[Start DATA TO PROCESS]

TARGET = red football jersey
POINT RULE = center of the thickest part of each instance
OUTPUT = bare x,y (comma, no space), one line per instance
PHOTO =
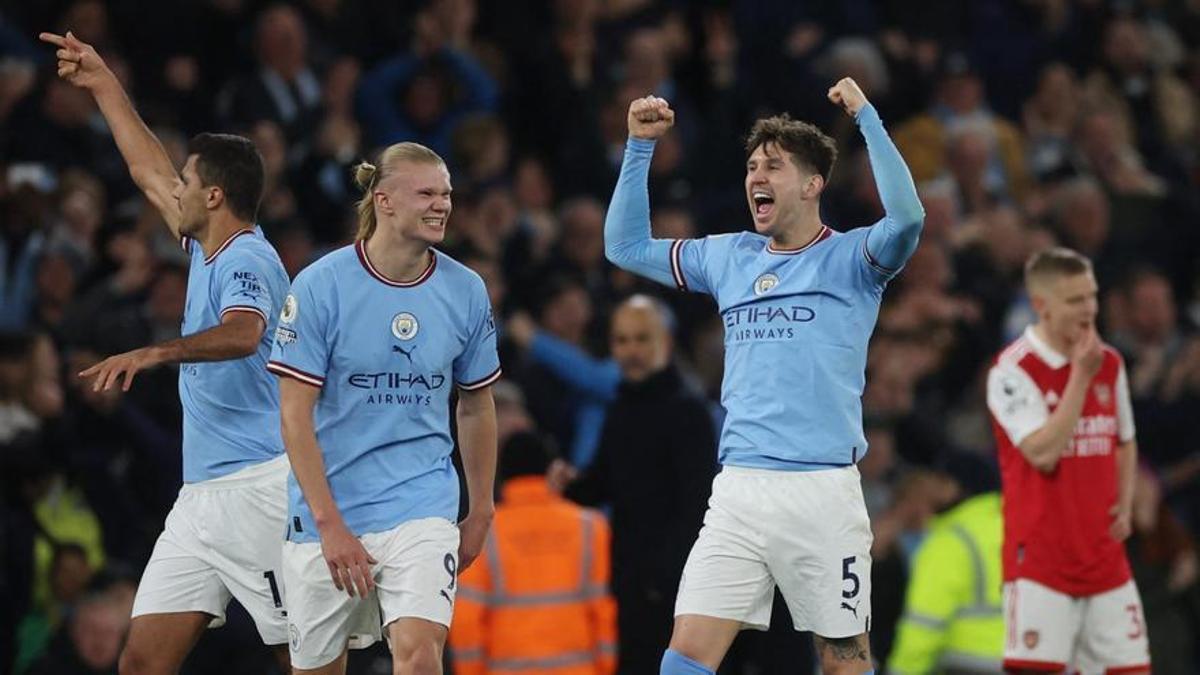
1056,525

[End DATA TO PROCESS]

= DIRECTIONS =
Please reproduce the material with "football jersey" substituted by "soccer shirt" and everything else unchanged. Leave the pictures out of your answer.

= RESPONSE TO THE TASK =
TARGET = red soccer shirt
POINT RULE = center of the thickest part of each instance
OUTPUT = bare x,y (comma, no space), one line per instance
PHOTO =
1056,525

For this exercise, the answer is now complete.